Extrait>
-*-

C’est une mesure qui refait surface depuis quelques années. Dans un rapport critique sur la politique de lutte contre les déserts médicaux, publié lundi 13 mai, la Cour des comptes suggère aux responsables politiques d’"explorer" l’idée de supprimer les certificats médicaux pour les arrêts de travail de "très courte durée".

En pratique, cela signifie que les patients pourraient déclarer eux-mêmes leurs arrêts de travail. Selon le rapport, la procédure permettrait aux médecins de perdre moins de temps, en se concentrant sur les patients qui ont le plus besoin de soin.

Interrogé mardi matin sur TF1, le ministre délégué à la Santé Frédéric Valletoux a dit vouloir "ouvrir [ce sujet] avec les employeurs". "Il faut, avec les réseaux patronaux, discuter de la faisabilité de cette mesure, qui permettrait de libérer du temps médical", a-t-il déclaré. "La question est effectivement de voir son encadrement et veiller à ce que ce ne soit pas une nouvelle filière d’abus, c’est un équilibre à trouver, mais en tout cas la mesure mérite d’être discutée" et "on va la regarder de près", a-t-il insisté.

Pas une idée nouvelle

S'agit-il d'un changement de paradigme ? L’année dernière, en juin 2023, dans le cadre de l’examen de la proposition de loi visant à améliorer l’accès aux soins par l’engagement territorial des professionnels de santé par la commission des Affaires sociales, Frédéric Valletoux s’était clairement opposé à une proposition donnant la possibilité aux patients de s’autodéclarer pour des arrêts de moins de trois jours. L’amendement, qui visait à "libérer du temps médical", n’avait ainsi pas été retenu par les députés.

-*-

Enregistrements>
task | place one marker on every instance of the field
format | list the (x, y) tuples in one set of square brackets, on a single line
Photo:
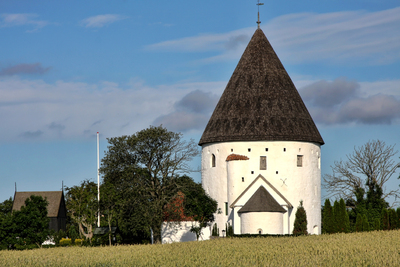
[(358, 249)]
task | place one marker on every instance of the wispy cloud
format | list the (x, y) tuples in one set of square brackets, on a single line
[(100, 21), (74, 110), (342, 102), (35, 68), (12, 20), (192, 112), (305, 37)]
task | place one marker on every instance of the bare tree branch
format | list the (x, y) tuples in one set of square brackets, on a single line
[(368, 164)]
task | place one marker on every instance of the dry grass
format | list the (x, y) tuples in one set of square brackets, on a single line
[(358, 249)]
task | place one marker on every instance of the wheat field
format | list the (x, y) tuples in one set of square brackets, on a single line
[(379, 248)]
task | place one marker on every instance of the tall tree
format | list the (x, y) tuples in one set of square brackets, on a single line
[(146, 165), (343, 218), (6, 225), (359, 223), (82, 206), (109, 201), (328, 220), (300, 221), (369, 165), (31, 223)]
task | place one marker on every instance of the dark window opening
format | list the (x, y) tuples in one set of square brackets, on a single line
[(263, 162), (299, 161)]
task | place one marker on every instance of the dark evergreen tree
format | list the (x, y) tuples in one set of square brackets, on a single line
[(300, 221), (377, 224), (336, 217), (343, 218), (359, 223), (374, 202), (393, 219), (327, 218), (385, 219), (215, 230), (31, 222), (366, 227)]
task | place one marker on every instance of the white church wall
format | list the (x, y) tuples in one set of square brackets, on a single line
[(180, 232), (293, 182), (266, 222)]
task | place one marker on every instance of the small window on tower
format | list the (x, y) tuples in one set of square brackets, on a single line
[(263, 162), (299, 161)]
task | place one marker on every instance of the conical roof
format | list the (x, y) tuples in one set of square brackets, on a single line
[(262, 201), (260, 102)]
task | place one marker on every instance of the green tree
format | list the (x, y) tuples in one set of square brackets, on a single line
[(328, 219), (336, 217), (377, 224), (215, 230), (385, 219), (359, 223), (369, 165), (6, 231), (344, 217), (82, 207), (374, 202), (300, 221), (144, 168), (31, 223), (366, 226), (109, 201), (393, 219)]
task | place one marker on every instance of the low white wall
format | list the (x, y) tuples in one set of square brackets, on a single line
[(180, 232), (268, 222)]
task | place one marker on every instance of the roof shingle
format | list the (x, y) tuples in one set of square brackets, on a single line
[(260, 102)]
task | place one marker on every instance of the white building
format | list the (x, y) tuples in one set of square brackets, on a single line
[(261, 151)]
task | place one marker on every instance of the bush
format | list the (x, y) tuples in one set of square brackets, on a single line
[(65, 242), (300, 221)]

-*-

Exercice A>
D'après l'extrait sur les arrêts de travail, pour quelle durée d'arrêt la proposition examinée en juin 2023 aurait-elle permis aux patients de s'autodéclarer ?
Exercice B>
Rédigez la suite de l'extrait sur les arrêts de travail, s'il vous plaît.

Réponse attendue A>
Pour des arrêts de moins de trois jours.

Réponse attendue B>
"On peut penser que libérer du temps médical pour ce type d’arrêts de travail c’est quelque chose de positif et que ça n’a pas de conséquence. Mais il faut prendre en compte que supprimer la nécessité d’un certificat médical pour les arrêts de travail autodéclarés remet en question un certain équilibre trouvé entre les salariés, la Sécurité sociale et les employeurs", avait-il considéré.

Les arrêts de travail autodéclarés ne sont pas un fait nouveau et ont même déjà été utilisés. Pendant l’épidémie de Covid-19, la mesure avait été brièvement mise en place pour que les personnes symptomatiques ou contact s’isolent au plus vite, pour éviter les contaminations au travail. Une liste des maladies ouvrant droit à s’autodéclarer en arrêt de travail avait même été précisée par l’Assurance maladie sur la base de recommandations établies en premier lieu par le Haut Conseil de la santé publique.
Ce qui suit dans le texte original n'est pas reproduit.